In fact, acting Chief Gregory Monahan asserted that officers used "tremendous restraint" when removing the protesters.

That incident in Lafayette Square, which came at the height of the Black Lives Matter demonstrations in the nation's capital, was viewed by some as an example of the overly aggressive policing the protest was critiquing in the wake of George Floyd's killing in Minneapolis.

But Monahan said videos of the clash played in the hearing room did not capture the projectiles that had been thrown at officers earlier that day, nor the violence in the park over the last several days, which caused police leaders to order fortified fencing for the area. The threat was not visible "in the context of the video that you showed," he conceded at one point.

"The use of force that the United States Park Police employed on June 1 was in line with our policies and procedures," Monahan said after a series of questions about video clips. Force was used only when met with resistance, he insisted.

Soon after the group of protesters was cleared, Trump walked through the area for a photo opportunity outside St. John's Church off the park.

"We did not clear the park for a photo op," Monahan testified. "There was 100%, zero, no correlation between our operation and the President's visit to the church."

Monahan said the Park Police's operation "was solely centered around the clearing of H Street and the north end of Lafayette Park to de-escalate the sustained level of violence that you saw over the previous three days and then again on June 1."

A major in the DC National Guard, Adam D. DeMarco, testified Tuesday that the fencing arrived at the scene several hours after the clearing operation began. Monahan said DeMarco "was mistaken."

DeMarco also challenged the Trump administration's description of the crowd that evening as violent.

"The demonstrators were behaving peacefully, exercising their First Amendment rights," DeMarco said, adding he was surprised the clearing operation began well in advance of a 7 p.m. ET curfew set by Washington Mayor Muriel Bowser. DeMarco, who described himself as one of the senior National Guard officials on the scene, ran as a Democrat for Maryland's 3rd Congressional District in 2018.

(Object pointing dataset rows)
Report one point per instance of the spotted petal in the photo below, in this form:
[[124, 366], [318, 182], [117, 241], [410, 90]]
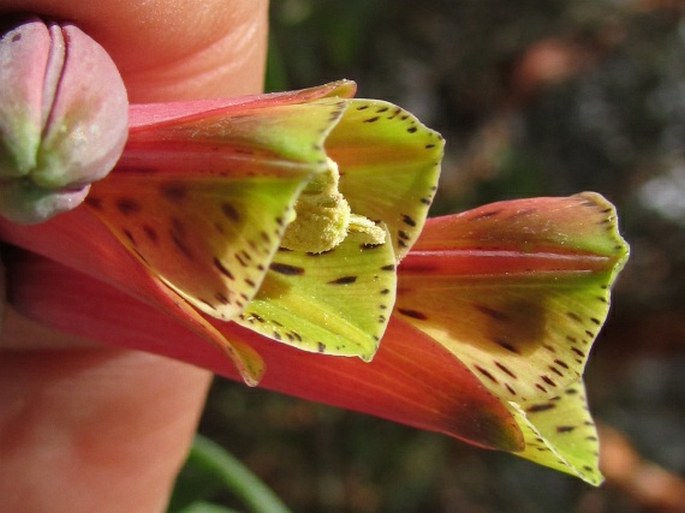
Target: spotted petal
[[338, 302], [516, 290], [203, 202], [559, 433], [390, 164]]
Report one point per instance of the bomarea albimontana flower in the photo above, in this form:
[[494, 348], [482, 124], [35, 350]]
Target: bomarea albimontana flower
[[272, 224]]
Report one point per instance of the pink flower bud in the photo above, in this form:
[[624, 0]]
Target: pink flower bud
[[63, 118]]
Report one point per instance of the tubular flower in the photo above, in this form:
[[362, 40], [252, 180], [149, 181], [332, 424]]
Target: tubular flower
[[282, 228]]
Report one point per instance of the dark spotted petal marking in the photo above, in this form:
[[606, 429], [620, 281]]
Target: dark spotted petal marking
[[517, 290], [559, 433], [389, 164], [207, 213], [334, 303]]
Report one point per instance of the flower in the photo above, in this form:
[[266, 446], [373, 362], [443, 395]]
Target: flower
[[290, 221], [63, 118]]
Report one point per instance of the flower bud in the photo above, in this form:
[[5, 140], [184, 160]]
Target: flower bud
[[63, 118]]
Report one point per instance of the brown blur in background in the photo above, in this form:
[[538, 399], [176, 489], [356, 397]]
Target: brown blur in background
[[534, 97]]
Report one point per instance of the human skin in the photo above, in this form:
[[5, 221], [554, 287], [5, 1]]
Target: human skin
[[85, 427]]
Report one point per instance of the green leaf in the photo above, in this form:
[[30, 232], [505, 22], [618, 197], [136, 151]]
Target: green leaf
[[210, 468], [206, 507], [337, 302]]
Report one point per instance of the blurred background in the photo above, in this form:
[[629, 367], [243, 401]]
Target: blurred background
[[534, 97]]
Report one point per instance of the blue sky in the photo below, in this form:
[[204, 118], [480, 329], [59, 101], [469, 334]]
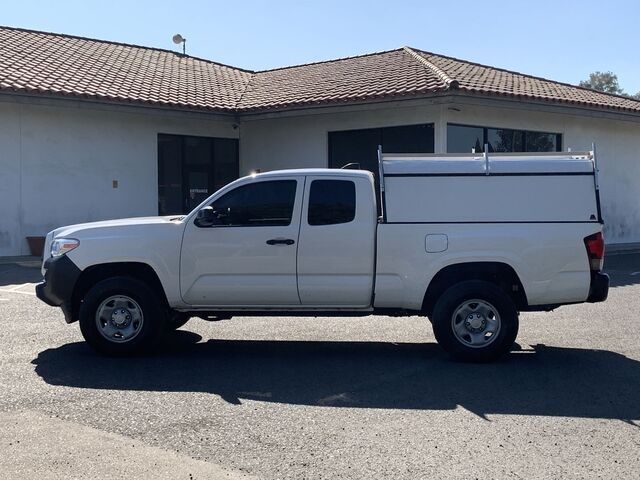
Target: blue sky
[[563, 40]]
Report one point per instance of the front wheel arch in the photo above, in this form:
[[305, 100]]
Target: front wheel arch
[[93, 274]]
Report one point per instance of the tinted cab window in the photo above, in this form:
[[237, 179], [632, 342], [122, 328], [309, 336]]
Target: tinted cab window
[[331, 202], [257, 205]]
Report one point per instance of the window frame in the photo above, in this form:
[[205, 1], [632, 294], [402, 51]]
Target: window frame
[[355, 202], [523, 132]]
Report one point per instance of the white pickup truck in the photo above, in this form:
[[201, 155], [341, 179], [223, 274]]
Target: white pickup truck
[[465, 240]]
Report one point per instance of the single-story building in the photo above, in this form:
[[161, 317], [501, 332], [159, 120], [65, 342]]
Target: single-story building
[[91, 130]]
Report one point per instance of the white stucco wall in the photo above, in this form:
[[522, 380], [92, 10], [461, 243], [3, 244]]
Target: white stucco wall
[[301, 141], [58, 163], [58, 159]]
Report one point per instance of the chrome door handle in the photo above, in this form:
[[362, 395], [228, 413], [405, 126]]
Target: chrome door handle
[[281, 241]]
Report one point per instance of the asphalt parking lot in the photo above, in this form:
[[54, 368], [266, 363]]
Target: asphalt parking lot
[[316, 398]]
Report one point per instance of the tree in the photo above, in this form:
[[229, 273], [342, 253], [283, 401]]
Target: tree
[[603, 81]]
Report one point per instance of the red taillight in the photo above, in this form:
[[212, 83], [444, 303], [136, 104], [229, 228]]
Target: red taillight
[[595, 250]]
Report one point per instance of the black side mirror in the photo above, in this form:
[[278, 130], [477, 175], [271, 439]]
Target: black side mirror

**PROBLEM SET**.
(1) In the news text about the Lafayette Square clearing, what time was the curfew set by Washington Mayor Muriel Bowser?
(2) Swap "asphalt" for "concrete" in the records, starting at the line that contains "Report one point per instance of the white pickup" and ending at the line that contains "[[603, 81]]". Reproduce only those lines with nothing else changed.

**WORKED SOLUTIONS**.
(1) 7 p.m. ET

(2)
Report one point per instance of the white pickup truck in the photo above, in this form:
[[201, 155], [341, 179], [223, 274]]
Target: white pickup truck
[[465, 240]]
Report one point per instance of the single-story building in the photo above, in this form:
[[161, 317], [501, 332], [159, 120], [65, 342]]
Target: single-story building
[[91, 130]]
Report one point per instance of the white stucco wall in the photo above, in this form:
[[522, 380], [92, 10], [461, 243], [3, 244]]
Target: white stucco wall
[[301, 141], [58, 163], [58, 159]]
Report one point per instance of the chrome door handle in the photo above, in this form:
[[362, 395], [228, 413], [405, 126]]
Target: chrome door handle
[[281, 241]]
Report one point per instance of the concrete parking lot in the photo above, in this form:
[[54, 368], [266, 363]]
Target: concrete parking lot
[[316, 398]]
Report one point per instance of the tree in the photo above, in this form:
[[229, 273], [342, 253], [283, 401]]
Target: tree
[[603, 81]]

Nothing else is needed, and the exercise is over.